→ EXERCISE MATERIALS
%%
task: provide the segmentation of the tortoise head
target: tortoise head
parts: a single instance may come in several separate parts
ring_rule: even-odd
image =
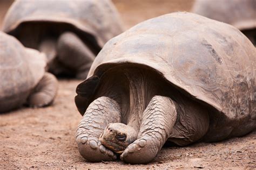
%%
→ TASK TO COMPLETE
Write out the data above word for word, leaving the picture out of your answer.

→ TASK SOLUTION
task: provide the segmentation of the tortoise head
target: tortoise head
parts: a single instance may come in several separate parts
ring_rule: even-odd
image =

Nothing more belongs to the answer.